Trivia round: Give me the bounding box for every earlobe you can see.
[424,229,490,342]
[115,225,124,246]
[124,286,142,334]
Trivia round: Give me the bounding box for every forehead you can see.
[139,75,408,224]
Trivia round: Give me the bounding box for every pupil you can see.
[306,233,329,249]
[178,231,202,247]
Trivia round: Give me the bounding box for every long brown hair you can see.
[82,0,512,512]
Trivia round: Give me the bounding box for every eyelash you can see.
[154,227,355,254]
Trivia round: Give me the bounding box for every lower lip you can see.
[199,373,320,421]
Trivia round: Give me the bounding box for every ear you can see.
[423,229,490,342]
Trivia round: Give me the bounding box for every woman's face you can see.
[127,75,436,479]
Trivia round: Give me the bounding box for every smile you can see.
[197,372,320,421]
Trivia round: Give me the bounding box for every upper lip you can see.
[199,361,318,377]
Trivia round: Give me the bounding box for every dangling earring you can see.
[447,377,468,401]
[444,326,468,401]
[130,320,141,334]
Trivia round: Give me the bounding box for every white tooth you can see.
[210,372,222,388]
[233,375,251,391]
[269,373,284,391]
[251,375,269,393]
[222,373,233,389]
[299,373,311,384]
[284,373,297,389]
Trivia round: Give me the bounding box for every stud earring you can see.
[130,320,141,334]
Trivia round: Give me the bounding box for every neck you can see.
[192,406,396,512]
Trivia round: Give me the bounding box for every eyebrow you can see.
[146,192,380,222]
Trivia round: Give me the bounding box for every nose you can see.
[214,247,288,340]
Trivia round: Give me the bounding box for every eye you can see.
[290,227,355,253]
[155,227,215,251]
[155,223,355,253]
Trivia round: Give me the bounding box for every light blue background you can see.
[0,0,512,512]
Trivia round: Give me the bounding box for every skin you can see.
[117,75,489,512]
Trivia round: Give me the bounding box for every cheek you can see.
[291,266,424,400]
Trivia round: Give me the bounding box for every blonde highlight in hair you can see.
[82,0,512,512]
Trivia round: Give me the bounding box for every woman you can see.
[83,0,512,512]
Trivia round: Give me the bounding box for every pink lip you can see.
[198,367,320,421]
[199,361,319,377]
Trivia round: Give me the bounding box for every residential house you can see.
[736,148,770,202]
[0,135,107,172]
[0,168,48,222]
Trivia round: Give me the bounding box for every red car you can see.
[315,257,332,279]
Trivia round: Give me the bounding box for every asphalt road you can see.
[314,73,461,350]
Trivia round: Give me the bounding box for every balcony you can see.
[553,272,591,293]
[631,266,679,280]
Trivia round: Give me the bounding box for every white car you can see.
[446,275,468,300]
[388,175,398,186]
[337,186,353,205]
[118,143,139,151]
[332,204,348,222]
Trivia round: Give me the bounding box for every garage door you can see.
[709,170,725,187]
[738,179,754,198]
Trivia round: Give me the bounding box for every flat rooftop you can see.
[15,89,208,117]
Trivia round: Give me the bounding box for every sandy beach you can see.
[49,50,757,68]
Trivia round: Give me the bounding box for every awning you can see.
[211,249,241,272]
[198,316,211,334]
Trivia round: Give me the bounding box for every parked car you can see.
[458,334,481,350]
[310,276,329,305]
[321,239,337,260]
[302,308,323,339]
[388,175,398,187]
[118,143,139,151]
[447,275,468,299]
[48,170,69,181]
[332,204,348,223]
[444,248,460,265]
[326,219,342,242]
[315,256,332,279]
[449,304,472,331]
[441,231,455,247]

+---+

- WHAT YOU SHOULD DO
Rewrite all of the rows above with "Trivia round" swapped for "Quiz round" and nothing else changed.

- CORRECT OUTPUT
Quiz round: Give me the bounding box for every earlobe you can see.
[424,229,490,342]
[115,225,124,246]
[124,286,142,334]
Quiz round: Give me the bounding box for every forehead you can see.
[139,75,408,224]
Quiz round: Give me the bounding box for every pupil you can see.
[306,233,329,249]
[178,231,202,247]
Quiz round: Give me the bounding box for every long brown hair you can see.
[82,0,512,512]
Quiz round: Give me the bounding box for every eyelash you can see.
[154,227,355,254]
Quiz round: Give me the bounding box for every lower lip you can see.
[199,373,320,421]
Quiz round: Give me the bounding box for every ear you can see.
[423,229,490,342]
Quiz round: Give me the bounding box for every woman's face you can see.
[127,75,436,479]
Quiz round: Give me the bounding box for every smile you can see.
[197,372,320,421]
Quiz round: Give me the bounding box for every upper lip you can see.
[199,361,318,377]
Quiz round: Give me the bounding box for every dangling earring you can see.
[447,377,468,401]
[444,326,468,401]
[130,320,141,334]
Quiz round: Give me the bounding box for every white tooth you can see.
[210,372,222,388]
[233,375,251,391]
[269,373,284,391]
[251,375,269,393]
[222,373,233,389]
[299,373,311,384]
[284,373,297,389]
Quiz round: Give me the bounding box for every stud earring you can see.
[130,320,141,334]
Quiz round: Give me the bounding box for every neck you can see.
[192,406,396,512]
Quiz round: Give me the bounding box for every eyebrow you can see.
[146,192,380,222]
Quiz round: Give me the bounding box for every nose you can see.
[214,247,288,340]
Quiz round: Give me the bounding box for every eye you can see.
[290,227,355,253]
[155,227,215,251]
[155,223,355,253]
Quiz round: Give me the bounding box for every light blue background you can see.
[0,0,512,512]
Quiz round: Give me the bounding box for every skin you can see.
[117,75,489,512]
Quiz round: Give me the bounding box for every cheek you can see.
[291,266,424,400]
Quiz round: Give me the bounding box for every blonde highlight in hair you can see.
[82,0,512,512]
Quiz round: Give me the bounding box for every woman you can see.
[83,0,512,512]
Quiz round: Give me the bounding box for every pink lip you can see.
[198,367,320,421]
[199,361,319,377]
Quiz round: Give me the bounding box for every residential house you can see.
[736,148,770,202]
[0,135,107,172]
[0,168,48,222]
Quiz round: Give me the bounding box for every red car you can see.
[315,257,332,279]
Quiz round: Give me the bounding box for every asphalt road you can see.
[314,73,461,350]
Quiz round: Give me the bounding box for every balcony you can see.
[553,272,591,293]
[631,266,679,280]
Quiz round: Give me the bounding box for every white car you can see.
[446,275,468,300]
[388,175,398,186]
[337,186,353,205]
[118,143,139,151]
[332,204,348,222]
Quiz round: Give me the bounding box for every garage door you can see.
[709,170,725,187]
[738,179,754,198]
Quiz round: Give me the bounding box for every flat rooftop you can see.
[15,89,208,117]
Quiz round: Give me the bounding box for every sandy beach you can see.
[49,50,757,68]
Quiz round: Give me the bounding box for every awning you can see.
[211,249,241,272]
[198,316,211,334]
Quiz round: Give me the bounding box for every parked car you can see.
[458,334,481,350]
[310,276,329,305]
[321,239,337,260]
[302,308,323,339]
[388,175,398,187]
[118,143,139,151]
[447,275,468,299]
[48,170,69,181]
[332,204,348,223]
[444,248,460,265]
[326,219,342,242]
[315,256,332,279]
[449,304,472,331]
[441,231,455,247]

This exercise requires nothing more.